TEXTO DE LEITURA:
━━━━━━━━

A nossa pesquisa, em particular, é de natureza qualitativa, com base em documentação histórica – nesse caso, as notícias publicadas no jornal “A República”, que circulou de 1889 a 1987, no estado do Rio Grande do Norte (Brasil). Utilizamos como suporte teórico-metodológico a técnica da análise de conteúdo, método utilizado para analisar informações a partir da coleta de dados reunidos em documentos (CHIZZOTTI, op. cit.: 98). Além de auxiliar na compreensão crítica do conteúdo apresentado na fonte documental, essa técnica permite a decodificação não só do que é aparente no documento, como também daquilo que está velado.

De província à “trampolim da vitória”: como Natal entrou na segunda guerra

Deflagrado o conflito na Europa, em 1939, os Estados Unidos enviaram uma missão ao Brasil para melhorar a relação entre os dois países. O resultado foi a constatação de que a área de Natal era crucial para a defesa do continente. Em meados de 1941, a Panair do Brasil - subsidiária da Pan American World Airways System, iniciou a construção de Parnamirim[1] Field, como parte do plano de melhoramento de aeroportos nas regiões Norte e Nordeste do país. As bases militares de Natal foram reequipadas para receber um contingente de cerca de dez mil soldados norte-americanos. Construído na surdina e em tempo recorde (CASCUDO, 1980), o Campo de Parnamirim começava, assim, sua saga, uma vez que se tornaria a principal base militar dos Estados Unidos fora de seu território.

No período em que se deu o conflito, Natal era uma provinciana capital do Nordeste brasileiro com pouco mais de 50 mil habitantes, localizada numa posição geográfica estratégica - o ponto do continente mais próximo da África[2]. Naquela época, a cidade foi considerada como o “Trampolim da Vitória”[3], transformando-se, assim, num centro de notícias de onde partiram fatos que seriam publicados na imprensa nacional e internacional.

━━━━━━━━

DADOS FORNECIDOS:
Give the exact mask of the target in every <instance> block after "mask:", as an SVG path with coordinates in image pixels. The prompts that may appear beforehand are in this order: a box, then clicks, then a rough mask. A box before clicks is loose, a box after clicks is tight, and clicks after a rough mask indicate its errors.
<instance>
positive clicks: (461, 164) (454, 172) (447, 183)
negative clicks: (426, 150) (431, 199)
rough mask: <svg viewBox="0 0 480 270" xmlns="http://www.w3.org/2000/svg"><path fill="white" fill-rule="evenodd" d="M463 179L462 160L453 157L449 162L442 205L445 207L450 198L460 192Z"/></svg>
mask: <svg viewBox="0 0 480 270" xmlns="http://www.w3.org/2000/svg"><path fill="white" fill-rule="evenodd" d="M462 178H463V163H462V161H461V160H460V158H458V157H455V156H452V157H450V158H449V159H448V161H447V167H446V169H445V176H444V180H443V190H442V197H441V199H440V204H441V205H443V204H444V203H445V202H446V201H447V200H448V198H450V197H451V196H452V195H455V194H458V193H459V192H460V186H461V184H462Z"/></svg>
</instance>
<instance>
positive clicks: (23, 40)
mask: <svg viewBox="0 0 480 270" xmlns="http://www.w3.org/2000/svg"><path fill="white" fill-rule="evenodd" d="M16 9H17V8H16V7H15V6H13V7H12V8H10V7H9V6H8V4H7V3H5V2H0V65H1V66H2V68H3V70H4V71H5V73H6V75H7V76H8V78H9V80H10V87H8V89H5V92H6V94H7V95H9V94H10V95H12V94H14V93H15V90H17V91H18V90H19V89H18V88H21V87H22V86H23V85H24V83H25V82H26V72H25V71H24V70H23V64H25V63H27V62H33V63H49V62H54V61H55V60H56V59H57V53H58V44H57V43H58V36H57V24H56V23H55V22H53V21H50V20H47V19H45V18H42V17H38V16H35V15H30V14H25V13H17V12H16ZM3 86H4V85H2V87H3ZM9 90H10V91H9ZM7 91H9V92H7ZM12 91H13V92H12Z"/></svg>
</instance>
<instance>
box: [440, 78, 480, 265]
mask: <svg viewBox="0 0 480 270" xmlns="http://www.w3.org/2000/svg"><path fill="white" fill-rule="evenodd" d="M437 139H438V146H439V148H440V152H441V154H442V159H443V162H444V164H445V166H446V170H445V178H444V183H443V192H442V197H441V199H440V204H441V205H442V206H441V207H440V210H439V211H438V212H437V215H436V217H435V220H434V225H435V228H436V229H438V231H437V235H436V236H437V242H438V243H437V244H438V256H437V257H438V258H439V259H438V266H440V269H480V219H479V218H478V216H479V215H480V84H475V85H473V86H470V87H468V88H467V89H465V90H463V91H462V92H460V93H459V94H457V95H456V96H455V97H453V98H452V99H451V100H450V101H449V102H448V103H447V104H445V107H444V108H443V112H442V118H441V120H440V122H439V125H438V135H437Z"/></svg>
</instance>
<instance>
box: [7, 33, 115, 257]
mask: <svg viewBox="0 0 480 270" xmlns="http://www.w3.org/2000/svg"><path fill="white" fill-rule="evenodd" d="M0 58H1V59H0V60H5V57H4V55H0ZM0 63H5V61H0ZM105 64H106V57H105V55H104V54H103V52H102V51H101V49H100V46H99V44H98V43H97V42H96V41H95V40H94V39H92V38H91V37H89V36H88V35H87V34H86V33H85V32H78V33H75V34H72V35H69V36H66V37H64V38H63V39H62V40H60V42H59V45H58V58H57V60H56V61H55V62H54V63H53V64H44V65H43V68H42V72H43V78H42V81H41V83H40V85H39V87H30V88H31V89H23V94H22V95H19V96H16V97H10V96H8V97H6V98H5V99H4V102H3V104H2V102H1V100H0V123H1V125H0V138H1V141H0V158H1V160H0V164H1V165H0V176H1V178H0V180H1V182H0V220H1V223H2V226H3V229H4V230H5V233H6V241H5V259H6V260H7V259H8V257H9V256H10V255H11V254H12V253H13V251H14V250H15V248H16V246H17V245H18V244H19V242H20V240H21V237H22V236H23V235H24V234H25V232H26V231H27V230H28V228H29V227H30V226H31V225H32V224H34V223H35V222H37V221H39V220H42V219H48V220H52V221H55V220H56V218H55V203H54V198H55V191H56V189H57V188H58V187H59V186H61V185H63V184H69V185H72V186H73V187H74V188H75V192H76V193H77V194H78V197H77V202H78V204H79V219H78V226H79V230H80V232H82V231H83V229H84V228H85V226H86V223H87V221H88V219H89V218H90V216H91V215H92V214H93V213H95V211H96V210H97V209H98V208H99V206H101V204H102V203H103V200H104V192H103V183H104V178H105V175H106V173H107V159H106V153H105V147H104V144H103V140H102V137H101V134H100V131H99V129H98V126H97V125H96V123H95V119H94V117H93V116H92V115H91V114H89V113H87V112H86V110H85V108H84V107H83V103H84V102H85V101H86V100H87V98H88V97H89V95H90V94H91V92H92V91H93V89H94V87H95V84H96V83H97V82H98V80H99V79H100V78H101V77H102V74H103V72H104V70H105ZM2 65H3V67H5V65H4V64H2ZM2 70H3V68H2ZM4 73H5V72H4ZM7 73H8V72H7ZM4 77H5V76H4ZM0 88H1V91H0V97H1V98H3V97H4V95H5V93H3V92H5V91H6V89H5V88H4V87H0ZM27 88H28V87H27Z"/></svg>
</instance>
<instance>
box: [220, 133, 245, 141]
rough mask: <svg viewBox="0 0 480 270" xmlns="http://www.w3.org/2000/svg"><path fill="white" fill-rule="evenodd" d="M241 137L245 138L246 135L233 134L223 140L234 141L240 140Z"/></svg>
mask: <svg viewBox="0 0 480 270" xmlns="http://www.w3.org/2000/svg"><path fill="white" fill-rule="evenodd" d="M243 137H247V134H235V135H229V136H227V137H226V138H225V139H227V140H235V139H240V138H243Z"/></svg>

━━━━━━━━

PEDIDO: Substitua "habitantes" por "moradores" ao reproduzir o texto sobre Natal na Segunda Guerra, tudo desde "No período em" até "nacional e internacional.".

RESPOSTA ESCRITA:
No período em que se deu o conflito, Natal era uma provinciana capital do Nordeste brasileiro com pouco mais de 50 mil moradores, localizada numa posição geográfica estratégica - o ponto do continente mais próximo da África[2]. Naquela época, a cidade foi considerada como o “Trampolim da Vitória”[3], transformando-se, assim, num centro de notícias de onde partiram fatos que seriam publicados na imprensa nacional e internacional.